══ EXTRACTED TEXT
Plaintiff, Wilson J. Boudreaux, filed this suit against the defendants, Altex Ready Mixed Concrete Corporation and its liability insurer, endeavoring to recover damages for personal injuries and medical expenses which he asserts were incurred as the result of the negligence of the defendant’s employee in rear ending his vehicle.
The only question posed for our consideration herein involves the adequacy of the lower court’s award of damages to the plaintiff, the defendants having conceded liability. After a trial on the merits, judgment was rendered in favor of the plaintiff in the amount of $522.50, and from that judgment the plaintiff has prosecuted this appeal.
The evidence inscribed in the record discloses that the plaintiff was operating a *722dump truck and had stopped to pay a toll at the Sunshine Bridge in St. James Parish when he was struck from the rear by another truck owned by the defendant and operated by one of its employees. His injuries resulted from this collision. Thereafter the plaintiff was seen three times by his physician, the first visit occurred approximately one week after the collision and the third visit being less than one month later. The plaintiff’s total medical expenses were $22.50.
════
══ DATA EXTRACTS
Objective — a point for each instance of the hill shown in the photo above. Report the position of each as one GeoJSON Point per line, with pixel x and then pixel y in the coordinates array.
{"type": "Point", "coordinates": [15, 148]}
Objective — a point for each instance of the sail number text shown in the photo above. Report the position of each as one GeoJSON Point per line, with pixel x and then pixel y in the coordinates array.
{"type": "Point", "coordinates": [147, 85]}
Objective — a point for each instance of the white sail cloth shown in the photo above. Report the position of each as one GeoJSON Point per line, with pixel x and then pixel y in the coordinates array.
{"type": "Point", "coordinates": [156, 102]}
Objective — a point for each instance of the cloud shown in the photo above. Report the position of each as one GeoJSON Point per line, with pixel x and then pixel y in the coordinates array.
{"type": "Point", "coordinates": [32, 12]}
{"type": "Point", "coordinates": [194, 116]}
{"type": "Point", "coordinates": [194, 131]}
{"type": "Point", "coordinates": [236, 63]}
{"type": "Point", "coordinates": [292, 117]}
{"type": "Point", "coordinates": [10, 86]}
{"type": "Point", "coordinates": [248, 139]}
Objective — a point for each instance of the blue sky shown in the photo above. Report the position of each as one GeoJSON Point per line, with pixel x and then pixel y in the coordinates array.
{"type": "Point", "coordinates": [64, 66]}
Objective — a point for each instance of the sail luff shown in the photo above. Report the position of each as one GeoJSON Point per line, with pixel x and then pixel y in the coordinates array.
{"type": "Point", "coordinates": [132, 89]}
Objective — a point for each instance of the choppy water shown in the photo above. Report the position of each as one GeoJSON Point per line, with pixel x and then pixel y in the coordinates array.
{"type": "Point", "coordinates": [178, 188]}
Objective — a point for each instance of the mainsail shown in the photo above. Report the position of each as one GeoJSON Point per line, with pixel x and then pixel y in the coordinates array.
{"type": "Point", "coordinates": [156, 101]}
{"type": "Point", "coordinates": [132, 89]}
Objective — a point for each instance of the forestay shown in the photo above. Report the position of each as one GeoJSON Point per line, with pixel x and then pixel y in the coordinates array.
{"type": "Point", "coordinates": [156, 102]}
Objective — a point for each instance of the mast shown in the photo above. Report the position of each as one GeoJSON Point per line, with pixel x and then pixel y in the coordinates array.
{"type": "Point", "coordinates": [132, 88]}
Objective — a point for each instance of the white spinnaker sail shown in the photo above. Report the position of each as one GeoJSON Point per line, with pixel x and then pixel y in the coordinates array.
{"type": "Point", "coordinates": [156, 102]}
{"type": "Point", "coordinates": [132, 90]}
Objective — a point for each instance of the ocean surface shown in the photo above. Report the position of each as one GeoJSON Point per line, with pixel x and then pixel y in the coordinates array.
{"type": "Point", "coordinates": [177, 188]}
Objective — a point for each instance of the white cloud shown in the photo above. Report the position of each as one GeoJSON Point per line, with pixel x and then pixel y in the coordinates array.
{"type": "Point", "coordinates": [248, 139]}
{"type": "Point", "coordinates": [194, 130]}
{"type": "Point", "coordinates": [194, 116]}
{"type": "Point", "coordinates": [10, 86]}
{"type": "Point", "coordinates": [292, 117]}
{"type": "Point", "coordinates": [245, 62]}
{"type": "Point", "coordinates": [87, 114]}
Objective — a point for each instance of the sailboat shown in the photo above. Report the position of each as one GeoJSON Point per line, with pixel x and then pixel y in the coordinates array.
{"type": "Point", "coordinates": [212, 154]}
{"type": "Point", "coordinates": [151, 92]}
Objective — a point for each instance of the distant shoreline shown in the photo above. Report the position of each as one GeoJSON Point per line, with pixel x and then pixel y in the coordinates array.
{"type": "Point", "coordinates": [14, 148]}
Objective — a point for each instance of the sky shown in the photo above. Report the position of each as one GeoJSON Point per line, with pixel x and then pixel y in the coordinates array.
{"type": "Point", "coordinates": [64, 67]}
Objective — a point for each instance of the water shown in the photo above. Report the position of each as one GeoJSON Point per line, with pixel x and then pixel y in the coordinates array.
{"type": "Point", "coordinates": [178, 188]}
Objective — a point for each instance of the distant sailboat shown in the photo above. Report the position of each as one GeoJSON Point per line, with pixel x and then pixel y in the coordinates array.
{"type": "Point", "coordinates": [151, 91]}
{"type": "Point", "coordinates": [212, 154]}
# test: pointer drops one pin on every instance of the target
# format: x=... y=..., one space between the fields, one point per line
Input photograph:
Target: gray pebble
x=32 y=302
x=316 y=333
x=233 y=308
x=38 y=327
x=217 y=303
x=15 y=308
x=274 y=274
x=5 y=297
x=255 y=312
════
#### ASSIGNMENT:
Write out the stretch of the court opinion above from "Plaintiff, Wilson J." through "ending his vehicle.", copying it word for word.

#### ANSWER BOX:
Plaintiff, Wilson J. Boudreaux, filed this suit against the defendants, Altex Ready Mixed Concrete Corporation and its liability insurer, endeavoring to recover damages for personal injuries and medical expenses which he asserts were incurred as the result of the negligence of the defendant’s employee in rear ending his vehicle.